WORK TO COMPLETE: Identify and copy every line in the records below that contains the word "weathered". Case counts.

Records of labeled points
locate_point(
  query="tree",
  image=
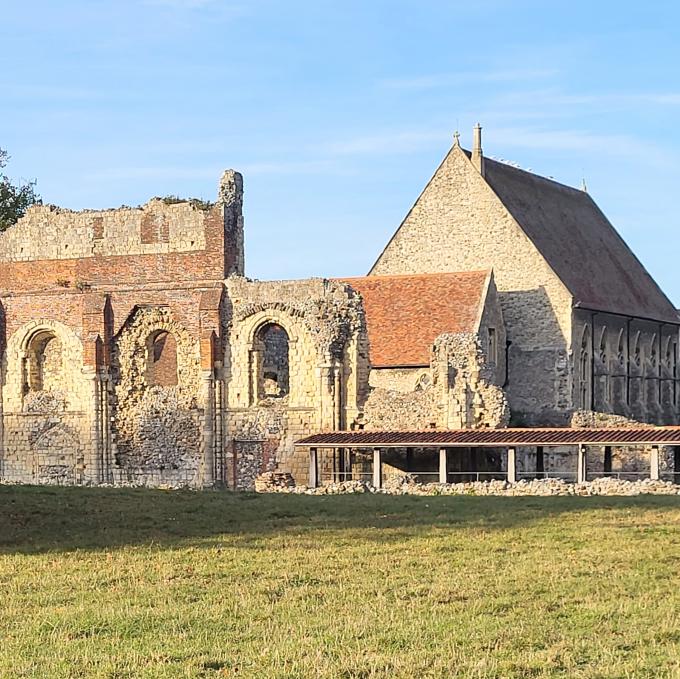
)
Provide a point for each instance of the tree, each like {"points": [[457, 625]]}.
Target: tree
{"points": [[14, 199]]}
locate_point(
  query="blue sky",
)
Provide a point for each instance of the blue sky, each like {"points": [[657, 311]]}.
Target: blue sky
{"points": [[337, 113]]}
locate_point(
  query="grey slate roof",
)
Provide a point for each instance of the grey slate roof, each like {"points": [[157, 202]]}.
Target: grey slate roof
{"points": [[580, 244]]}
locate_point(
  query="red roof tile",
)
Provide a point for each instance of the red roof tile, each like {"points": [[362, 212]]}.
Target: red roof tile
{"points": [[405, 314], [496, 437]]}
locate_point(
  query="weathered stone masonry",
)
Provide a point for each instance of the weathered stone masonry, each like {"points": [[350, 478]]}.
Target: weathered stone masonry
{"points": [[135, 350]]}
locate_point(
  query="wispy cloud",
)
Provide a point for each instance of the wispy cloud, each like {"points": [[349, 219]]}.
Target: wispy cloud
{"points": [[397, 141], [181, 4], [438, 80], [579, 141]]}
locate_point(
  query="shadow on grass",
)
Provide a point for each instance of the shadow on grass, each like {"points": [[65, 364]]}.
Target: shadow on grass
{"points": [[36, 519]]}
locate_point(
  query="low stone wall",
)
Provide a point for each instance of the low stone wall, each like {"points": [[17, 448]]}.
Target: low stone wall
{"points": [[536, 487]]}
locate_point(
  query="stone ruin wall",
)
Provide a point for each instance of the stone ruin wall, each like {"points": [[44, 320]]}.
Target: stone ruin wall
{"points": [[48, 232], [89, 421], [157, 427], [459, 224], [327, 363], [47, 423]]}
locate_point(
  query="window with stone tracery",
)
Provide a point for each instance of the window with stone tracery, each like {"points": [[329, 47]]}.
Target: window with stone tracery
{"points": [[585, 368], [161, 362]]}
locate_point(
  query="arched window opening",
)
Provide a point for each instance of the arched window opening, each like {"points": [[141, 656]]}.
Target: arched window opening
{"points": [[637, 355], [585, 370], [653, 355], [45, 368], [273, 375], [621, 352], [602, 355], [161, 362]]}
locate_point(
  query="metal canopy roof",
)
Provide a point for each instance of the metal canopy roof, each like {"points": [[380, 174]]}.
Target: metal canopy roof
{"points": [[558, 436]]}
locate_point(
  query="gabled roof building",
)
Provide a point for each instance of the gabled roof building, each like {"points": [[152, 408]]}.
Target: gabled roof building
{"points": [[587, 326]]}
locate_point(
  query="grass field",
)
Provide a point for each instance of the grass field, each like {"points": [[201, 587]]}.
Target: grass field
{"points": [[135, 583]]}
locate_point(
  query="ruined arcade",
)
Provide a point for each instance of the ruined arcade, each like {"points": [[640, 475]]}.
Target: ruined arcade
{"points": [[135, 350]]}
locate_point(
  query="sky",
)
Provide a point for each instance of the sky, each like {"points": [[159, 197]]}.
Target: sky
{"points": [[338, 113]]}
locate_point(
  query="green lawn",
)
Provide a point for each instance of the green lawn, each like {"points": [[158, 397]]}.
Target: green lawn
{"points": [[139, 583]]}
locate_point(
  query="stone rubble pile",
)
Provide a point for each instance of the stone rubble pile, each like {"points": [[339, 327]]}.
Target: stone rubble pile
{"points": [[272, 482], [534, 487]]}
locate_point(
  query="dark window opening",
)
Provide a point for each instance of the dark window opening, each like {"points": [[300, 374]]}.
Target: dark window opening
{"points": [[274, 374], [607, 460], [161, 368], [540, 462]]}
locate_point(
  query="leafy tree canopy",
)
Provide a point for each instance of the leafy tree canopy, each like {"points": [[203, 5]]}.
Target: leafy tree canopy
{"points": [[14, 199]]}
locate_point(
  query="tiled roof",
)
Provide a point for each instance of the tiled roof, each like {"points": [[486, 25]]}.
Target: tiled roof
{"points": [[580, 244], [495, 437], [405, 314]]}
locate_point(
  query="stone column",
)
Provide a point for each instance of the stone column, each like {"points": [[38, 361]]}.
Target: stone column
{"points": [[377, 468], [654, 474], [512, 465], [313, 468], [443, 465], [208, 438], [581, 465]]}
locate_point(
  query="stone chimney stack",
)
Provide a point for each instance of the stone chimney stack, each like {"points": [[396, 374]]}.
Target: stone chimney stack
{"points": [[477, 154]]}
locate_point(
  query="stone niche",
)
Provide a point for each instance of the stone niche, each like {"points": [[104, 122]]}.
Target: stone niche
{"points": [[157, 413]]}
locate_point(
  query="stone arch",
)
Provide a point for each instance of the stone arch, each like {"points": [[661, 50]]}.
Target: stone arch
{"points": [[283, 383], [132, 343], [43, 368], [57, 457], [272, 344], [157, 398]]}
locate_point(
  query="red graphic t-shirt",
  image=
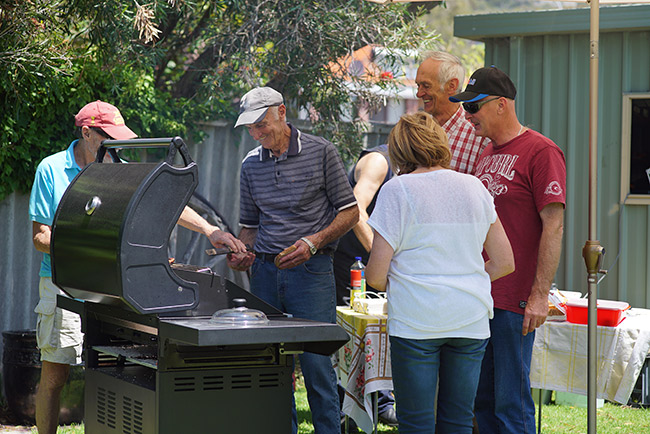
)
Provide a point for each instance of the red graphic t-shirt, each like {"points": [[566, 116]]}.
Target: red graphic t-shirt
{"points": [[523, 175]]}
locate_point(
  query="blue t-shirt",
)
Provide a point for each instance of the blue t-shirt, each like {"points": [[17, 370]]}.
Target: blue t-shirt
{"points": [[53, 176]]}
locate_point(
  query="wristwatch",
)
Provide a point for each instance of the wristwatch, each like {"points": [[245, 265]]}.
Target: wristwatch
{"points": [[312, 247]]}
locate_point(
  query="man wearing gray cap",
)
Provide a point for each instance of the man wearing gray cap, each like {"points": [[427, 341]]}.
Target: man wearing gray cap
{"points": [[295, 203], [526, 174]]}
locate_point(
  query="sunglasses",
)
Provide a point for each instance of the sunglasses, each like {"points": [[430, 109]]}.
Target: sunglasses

RIGHT ANSWER:
  query="weathered stone masonry",
Provide a point for each instance of the weathered stone masonry, each like {"points": [[350, 478]]}.
Target: weathered stone masonry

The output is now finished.